— Consigne —
Dans le texte sur le Saint-Bernard ci-dessous, reformulez sous forme de liste le paragraphe qui commence par « Davantage qu'un chien » en gardant ses faits principaux.

Davantage qu'un chien, c'est un monument du patrimoine alpin. Le Saint-Bernard, ce colosse des montagnes, sauveur des victimes d'avalanches, comptait déjà deux cols alpins portant son nom. Il aura, à partir de l'été 2025, un parc de 25 000 mètres carrés qui lui sera entièrement consacré en Suisse, au pied du col du Grand-Saint-Bernard.
"Ce parc est un projet qui, indéniablement, a du chien", n'a pu s'empêcher de déclarer un édile suisse, fin janvier, lors de la pose de la première pierre du futur parc thématique Barryland de Martigny, dans le canton du Valais, entièrement consacré au Saint-Bernard.
Barry, comme le nom du Saint-Bernard le plus légendaire de l'histoire. Celui qui, après avoir sauvé 40 naufragés de la neige, aurait eu le malheur de secourir un déserteur de l'armée napoléonienne en 1814. Ce dernier l'aurait tué à son réveil, le prenant pour un loup.

— Données enregistrées —
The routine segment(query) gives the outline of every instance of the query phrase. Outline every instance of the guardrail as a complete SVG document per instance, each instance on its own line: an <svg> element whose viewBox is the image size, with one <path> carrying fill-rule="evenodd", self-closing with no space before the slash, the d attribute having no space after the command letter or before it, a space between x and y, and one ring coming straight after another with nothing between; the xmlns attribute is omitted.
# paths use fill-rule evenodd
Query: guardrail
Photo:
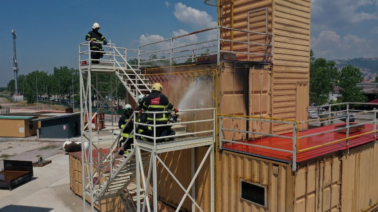
<svg viewBox="0 0 378 212"><path fill-rule="evenodd" d="M355 106L356 105L372 105L374 107L373 110L361 110L356 109L350 109L352 106ZM333 107L341 107L344 108L342 110L339 110L335 111L332 111L331 109ZM327 145L329 145L336 143L341 142L342 141L345 142L345 147L349 151L349 141L351 139L356 138L357 137L361 137L368 135L372 134L375 143L375 141L376 140L376 133L377 132L376 128L376 116L377 116L377 104L371 104L371 103L356 103L356 102L347 102L342 103L338 104L327 104L326 105L322 105L321 107L327 108L329 109L328 112L321 114L322 116L325 117L322 117L319 119L316 119L310 120L306 120L303 121L298 122L296 120L284 120L280 119L274 119L270 118L264 118L264 117L247 117L247 116L234 116L232 115L229 116L219 116L218 117L219 122L219 149L222 150L223 148L223 145L225 143L229 144L242 144L247 146L251 146L255 147L258 147L263 148L264 149L271 150L275 150L278 151L281 151L283 152L287 152L291 153L292 156L292 170L295 171L296 169L296 157L297 154L299 153L309 151L311 150L321 148ZM336 114L339 113L339 114L342 114L343 116L336 116ZM352 117L352 116L356 115L365 115L363 117L358 117L359 123L354 123L351 125L350 123L349 119ZM355 117L354 117L355 118ZM316 123L317 124L323 126L324 125L333 125L334 123L337 120L345 120L345 126L335 128L334 129L324 131L321 132L312 133L309 135L305 135L300 136L301 132L299 132L298 126L301 124L306 124L309 123ZM231 128L227 128L224 127L223 124L225 121L228 122L229 121L227 120L241 120L245 122L256 122L256 123L260 123L260 124L263 123L269 123L270 124L272 123L278 123L281 125L289 125L292 127L288 127L288 129L291 129L291 130L288 130L288 133L281 135L275 135L272 133L271 130L269 132L264 133L263 132L258 132L255 130L237 130L235 129L231 129ZM361 122L364 121L364 122ZM360 130L363 130L366 132L363 132L358 135L354 135L351 136L350 134L350 129L351 128L358 128L358 127L364 126L365 124L371 124L373 126L372 130L364 129L360 129ZM266 126L267 125L266 125ZM229 123L228 126L230 126ZM337 132L339 132L341 130L345 130L345 137L342 139L336 139L335 140L329 141L327 143L322 143L321 144L314 145L312 146L309 147L304 148L300 149L300 142L301 140L307 138L310 138L311 137L319 136L321 135L324 135L327 133L332 133ZM246 140L232 140L230 138L224 138L223 135L226 134L227 132L238 132L242 134L244 134L246 136ZM289 132L292 132L292 134L288 133ZM288 135L287 134L290 134ZM265 146L262 145L256 145L254 144L253 140L248 140L248 137L249 135L254 135L254 136L259 137L260 138L265 138L268 137L277 137L283 139L289 139L292 141L292 146L291 147L288 147L288 149L284 149L276 148L274 147L274 145L272 145L271 146ZM228 136L230 137L231 136ZM248 143L247 143L248 142Z"/></svg>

— Résultat attendu —
- Le Saint-Bernard est plus qu'un chien : c'est un monument du patrimoine alpin.
- Ce colosse des montagnes, sauveur des victimes d'avalanches, a déjà donné son nom à deux cols alpins.
- À partir de l'été 2025, un parc de 25 000 mètres carrés lui sera entièrement consacré en Suisse, au pied du col du Grand-Saint-Bernard.